**READING TEXT**.

<<<<

Both come out of the blue, mania and anxiety. I feel like I haven’t been honest with myself about the mania. I don’t really recall many episodes of feeling manic, but not remembering doesn’t mean they didn’t happen.
When I am depressed, I can hardly remember any other feeling, it’s so overwhelming. It engulfs me, becomes all that I am, somehow, and feels like it will never end. It’s in those all-or-nothing, black and white, long-lasting times of bleak starkness when I contemplate suicide. Any energy I have when I’m depressed comes from either anger or anxiety.
So, have I experienced the flip-side of depression that is part of a bipolar diagnosis? I find that I have, more than I had realized.

>>>>

[Items from a dataset listing]
<<<<

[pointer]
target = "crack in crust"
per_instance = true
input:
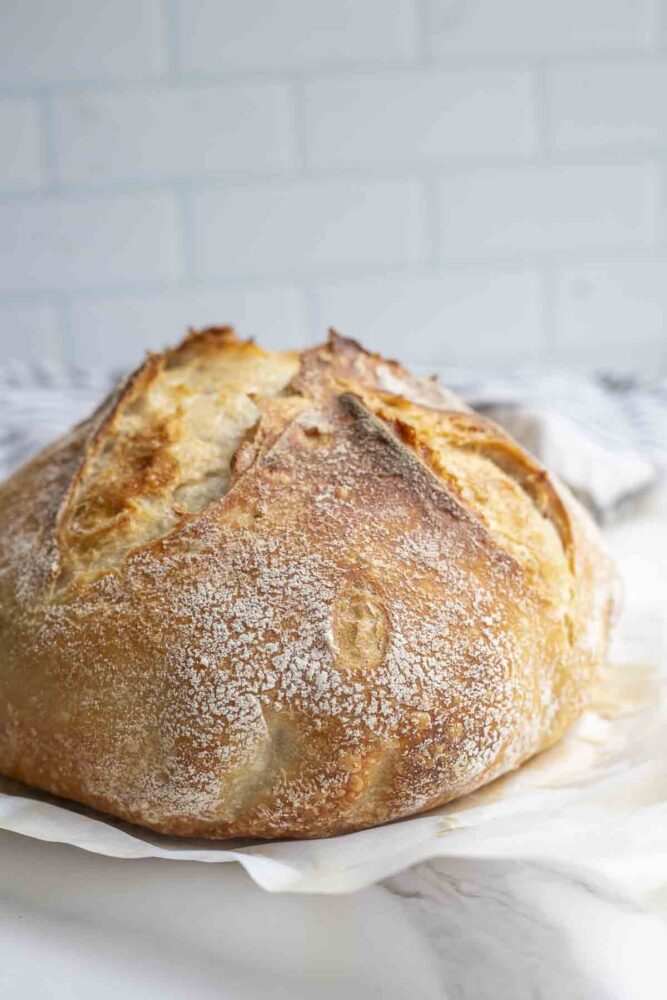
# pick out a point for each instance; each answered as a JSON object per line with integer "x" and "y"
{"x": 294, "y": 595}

>>>>
<<<<

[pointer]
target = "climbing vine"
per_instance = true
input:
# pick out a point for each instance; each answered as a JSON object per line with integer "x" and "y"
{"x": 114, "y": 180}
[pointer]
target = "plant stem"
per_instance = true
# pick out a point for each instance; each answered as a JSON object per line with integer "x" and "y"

>>>>
<<<<

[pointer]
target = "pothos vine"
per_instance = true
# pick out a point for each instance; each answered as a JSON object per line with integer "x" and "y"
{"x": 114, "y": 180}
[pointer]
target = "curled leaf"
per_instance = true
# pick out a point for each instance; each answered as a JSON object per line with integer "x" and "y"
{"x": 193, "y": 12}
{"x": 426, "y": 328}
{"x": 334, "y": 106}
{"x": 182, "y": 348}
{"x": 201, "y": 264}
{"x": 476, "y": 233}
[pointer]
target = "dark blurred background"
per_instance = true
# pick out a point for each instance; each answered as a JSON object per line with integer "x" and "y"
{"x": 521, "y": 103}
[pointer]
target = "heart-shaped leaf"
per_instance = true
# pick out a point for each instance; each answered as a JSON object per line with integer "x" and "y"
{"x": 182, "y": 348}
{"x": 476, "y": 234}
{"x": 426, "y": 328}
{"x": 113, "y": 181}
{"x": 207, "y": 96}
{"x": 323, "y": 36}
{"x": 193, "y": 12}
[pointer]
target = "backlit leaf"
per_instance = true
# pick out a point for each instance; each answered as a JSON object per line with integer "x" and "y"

>>>>

**ASSIGNED TASK 1**. In the reflection on depression and mania, which descriptors come right before "times of bleak starkness"?
**ASSIGNED TASK 2**. Could you reproduce the passage of the reflection on depression and mania between "Both come out" and "they didn’t happen.", inclusive?
This listing comes from a separate source, not from the reflection on depression and mania.

**EXERCISE RESULT 1**. all-or-nothing, black and white, long-lasting

**EXERCISE RESULT 2**.
Both come out of the blue, mania and anxiety. I feel like I haven’t been honest with myself about the mania. I don’t really recall many episodes of feeling manic, but not remembering doesn’t mean they didn’t happen.